● **Alıntı metin**:

►

Afrika’da zirve diplomasisini 1973 yılında ilk defa Fransa-Afrika Zirvesi adıyla Fransa gerçekleştirmişti. İkinci olan İngiltere ise düzenli şekilde Birleşik Krallık-Afrika Yatırım Zirvelerine ev sahipliği yapıyor ve ‘Afrika Gelecektir’ sloganını kullanıyor. Daha sonra bu kervana AB, Japonya, Hindistan ve Çin gibi ülkeler katıldı.
Türkiye ise ilki İstanbul’da 2008 yılında yapılan Türkiye-Afrika Zirvesi ile sahadaki yerini aldı. Bunu 2014’teki Ekvator Ginesi’nin başkenti Malabo Zirvesi izledi. 3. zirve 2020’de kararlaştırılmışken Covid-19 salgını bunu da etkiledi. 17-18 Aralık 2021 tarihlerinde yapılacak zirve, kıtanın en güçlü aktörünü de dünyaya gösterecek.

◄

● **İncelenen veriler**:
►

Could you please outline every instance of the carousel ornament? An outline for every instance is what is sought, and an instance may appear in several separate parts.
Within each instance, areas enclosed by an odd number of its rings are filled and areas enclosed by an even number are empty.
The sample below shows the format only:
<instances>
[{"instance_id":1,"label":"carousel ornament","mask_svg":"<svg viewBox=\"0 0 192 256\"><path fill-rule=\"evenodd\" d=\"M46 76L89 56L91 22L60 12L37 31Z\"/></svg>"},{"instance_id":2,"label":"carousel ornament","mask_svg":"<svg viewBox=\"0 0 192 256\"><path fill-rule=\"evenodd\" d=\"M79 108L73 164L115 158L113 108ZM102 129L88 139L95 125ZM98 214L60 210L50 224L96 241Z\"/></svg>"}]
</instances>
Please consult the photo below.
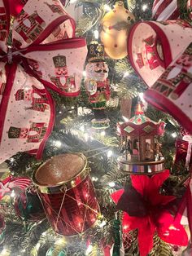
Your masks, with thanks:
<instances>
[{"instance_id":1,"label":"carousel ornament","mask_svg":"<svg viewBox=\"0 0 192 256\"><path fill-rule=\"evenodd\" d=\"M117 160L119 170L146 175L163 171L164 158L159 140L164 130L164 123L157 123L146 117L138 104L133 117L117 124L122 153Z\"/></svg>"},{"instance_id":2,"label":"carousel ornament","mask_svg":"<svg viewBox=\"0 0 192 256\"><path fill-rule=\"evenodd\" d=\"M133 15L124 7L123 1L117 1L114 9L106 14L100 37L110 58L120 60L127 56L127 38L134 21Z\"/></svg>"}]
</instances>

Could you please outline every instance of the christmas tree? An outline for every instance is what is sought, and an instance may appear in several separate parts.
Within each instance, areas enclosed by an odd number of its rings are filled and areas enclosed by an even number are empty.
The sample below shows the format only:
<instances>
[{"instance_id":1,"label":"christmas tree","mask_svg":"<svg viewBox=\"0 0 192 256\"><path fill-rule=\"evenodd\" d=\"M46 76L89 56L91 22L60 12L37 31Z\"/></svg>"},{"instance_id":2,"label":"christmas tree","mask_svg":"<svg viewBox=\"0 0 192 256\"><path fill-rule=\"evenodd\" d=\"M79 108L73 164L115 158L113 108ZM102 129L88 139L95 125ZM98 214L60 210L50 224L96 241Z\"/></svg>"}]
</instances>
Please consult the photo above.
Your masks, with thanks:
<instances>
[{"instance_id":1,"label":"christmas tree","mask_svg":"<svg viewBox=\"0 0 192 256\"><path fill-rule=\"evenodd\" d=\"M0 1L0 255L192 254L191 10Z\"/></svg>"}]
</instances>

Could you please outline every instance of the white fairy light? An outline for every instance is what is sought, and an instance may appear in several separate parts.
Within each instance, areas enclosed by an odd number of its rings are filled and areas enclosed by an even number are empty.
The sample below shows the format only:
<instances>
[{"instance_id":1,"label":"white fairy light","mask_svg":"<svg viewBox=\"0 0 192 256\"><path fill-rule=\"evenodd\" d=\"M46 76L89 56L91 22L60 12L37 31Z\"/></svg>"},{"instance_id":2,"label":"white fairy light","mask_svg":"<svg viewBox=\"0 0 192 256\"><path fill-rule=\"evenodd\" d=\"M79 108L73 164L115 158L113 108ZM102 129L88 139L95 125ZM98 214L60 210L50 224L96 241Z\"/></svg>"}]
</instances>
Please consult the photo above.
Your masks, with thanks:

◄

● **Görev koşulları**: Afrika'daki zirve diplomasisini anlatan alıntı metni, son cümlesinden sonrasını yazarak sürdürün.

● **Alıştırma yanıtı**:
Afrika kıtası, tarihte benzeri görülmedik şekilde 54 bağımsız ülkesiyle bir bütünlük sergiliyor. Bağımsızlık sürecinin ardından bazı komşu devletler arasındaki savaş boyutuna kadar varan gerginlikler artık geride kaldı. Belki bazı konularda hâlâ devam eden özel meseleler yüzünden uzun zamandır veya ara ara kapalı tutulan sınırlar bulunuyor. Ama dünya, kıtanın tarihinde ilk defa bu kadar birlikteliğe şahit. Haliyle sahip oldukları imkânlarla dünya siyasetinde etkin Japonya, Çin, Hindistan, Brezilya, Türkiye, Körfez ülkeleri, İran ve AB ile kurdukları temaslar belli takvimlerle devlet adamlarını buluşturan zirvelerle taçlandırılıyor.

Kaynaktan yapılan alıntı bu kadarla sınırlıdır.